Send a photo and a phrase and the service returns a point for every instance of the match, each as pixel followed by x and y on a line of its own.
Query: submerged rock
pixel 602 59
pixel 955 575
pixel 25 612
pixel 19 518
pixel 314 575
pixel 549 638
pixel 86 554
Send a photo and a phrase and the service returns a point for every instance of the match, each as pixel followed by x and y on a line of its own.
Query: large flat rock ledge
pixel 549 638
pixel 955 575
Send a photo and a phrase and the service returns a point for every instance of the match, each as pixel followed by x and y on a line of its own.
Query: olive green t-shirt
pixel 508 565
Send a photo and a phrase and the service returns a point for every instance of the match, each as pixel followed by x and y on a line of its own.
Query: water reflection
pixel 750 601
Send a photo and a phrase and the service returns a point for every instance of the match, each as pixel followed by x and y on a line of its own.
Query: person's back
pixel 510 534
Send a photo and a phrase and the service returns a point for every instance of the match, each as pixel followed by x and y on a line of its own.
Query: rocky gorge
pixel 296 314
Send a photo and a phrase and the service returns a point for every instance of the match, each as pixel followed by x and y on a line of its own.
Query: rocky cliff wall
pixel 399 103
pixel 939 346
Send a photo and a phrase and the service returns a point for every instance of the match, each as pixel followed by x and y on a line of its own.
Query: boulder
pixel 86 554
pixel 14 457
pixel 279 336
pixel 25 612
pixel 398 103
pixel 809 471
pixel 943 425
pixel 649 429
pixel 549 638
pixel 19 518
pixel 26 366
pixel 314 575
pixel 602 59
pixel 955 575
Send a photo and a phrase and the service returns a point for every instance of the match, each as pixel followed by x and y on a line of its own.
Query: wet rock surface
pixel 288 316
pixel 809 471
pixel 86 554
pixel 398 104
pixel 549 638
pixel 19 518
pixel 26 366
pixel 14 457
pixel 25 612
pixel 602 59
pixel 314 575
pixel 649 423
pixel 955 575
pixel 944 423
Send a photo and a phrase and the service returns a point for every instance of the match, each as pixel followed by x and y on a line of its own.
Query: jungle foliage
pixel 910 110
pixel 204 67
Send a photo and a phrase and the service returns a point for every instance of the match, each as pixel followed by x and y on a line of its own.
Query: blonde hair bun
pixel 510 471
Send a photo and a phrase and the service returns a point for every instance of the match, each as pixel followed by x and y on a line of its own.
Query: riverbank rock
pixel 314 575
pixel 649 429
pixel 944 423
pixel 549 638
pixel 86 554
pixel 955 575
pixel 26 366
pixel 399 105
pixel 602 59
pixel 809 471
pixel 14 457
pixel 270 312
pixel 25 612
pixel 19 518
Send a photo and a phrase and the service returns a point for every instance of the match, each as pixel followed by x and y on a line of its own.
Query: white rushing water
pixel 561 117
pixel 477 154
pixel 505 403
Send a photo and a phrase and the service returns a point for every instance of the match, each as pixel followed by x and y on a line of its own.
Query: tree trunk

▶ _What is needed_
In full and without changes, give the data above once more.

▶ _Finished task_
Send a photo and a phrase and the service returns a point for every instance of the match, each as pixel followed by x and y on a line of its own.
Query: submerged rock
pixel 602 59
pixel 955 575
pixel 25 612
pixel 19 518
pixel 314 575
pixel 549 638
pixel 86 554
Send a photo and a phrase and the service returns a point for every instance of the match, each as pixel followed by x and y on a line of its own.
Query: large flat rock ledge
pixel 549 638
pixel 955 575
Send a photo and a phrase and the service returns a point for every instance of the match, each as pixel followed by x and y on a line of its own.
Query: olive green t-shirt
pixel 508 565
Send a photo and a phrase and the service returns a point for every instance of the match, each as pixel followed by x and y on a line of its own.
Query: water reflection
pixel 750 601
Send a photo and a phrase and the service returns a point for every instance of the match, each as pixel followed by x and y on a line of its own.
Query: person's back
pixel 510 534
Send a photo and a phrase and the service returns a point for every instance of the match, each as pixel followed by x and y on a line of its own.
Query: rocky gorge
pixel 296 314
Send a photo and a phrase and the service returns a point for every instance of the match, each as pixel followed by x and y on a line of its own.
Query: rocky cliff wall
pixel 399 103
pixel 939 346
Send a photo and a phrase and the service returns a point for every instance of the match, each as pixel followed by x and y on a line of its own.
Query: boulder
pixel 86 554
pixel 14 457
pixel 279 336
pixel 25 612
pixel 398 103
pixel 809 471
pixel 943 425
pixel 649 429
pixel 549 638
pixel 19 518
pixel 26 366
pixel 314 575
pixel 602 59
pixel 955 575
Send a photo and a phrase and the service returns a point for every instance of the match, each as pixel followed by x and y on a line of its own.
Query: wet rock surface
pixel 288 316
pixel 809 471
pixel 86 554
pixel 398 104
pixel 549 638
pixel 19 518
pixel 26 366
pixel 14 457
pixel 25 612
pixel 602 59
pixel 314 575
pixel 649 423
pixel 955 575
pixel 944 423
Send a photo and a phrase and the service returns a point for every instance of the match, each as pixel followed by x and y on a line of its own.
Query: jungle foliage
pixel 910 110
pixel 204 67
Send a photo and a phrase and the service returns a point for every instance of the match, each as pixel followed by x and y on a line of its own.
Query: blonde hair bun
pixel 510 471
Send a photo and a phrase and the service returns a point for every instance of the match, each as pixel followed by x and y on a line of its own.
Query: riverbank rock
pixel 314 575
pixel 649 429
pixel 944 423
pixel 549 638
pixel 86 554
pixel 955 575
pixel 26 366
pixel 399 105
pixel 602 59
pixel 809 471
pixel 14 457
pixel 270 312
pixel 25 612
pixel 19 518
Send a photo and a phrase and the service returns a point for every instance of the match, each as pixel followed by x and y on a line of its own.
Query: white rushing water
pixel 561 117
pixel 477 154
pixel 505 403
Send a photo and a phrase and the service returns a point for every instance of the match, each as pixel followed by x and y on a line of its own.
Query: tree trunk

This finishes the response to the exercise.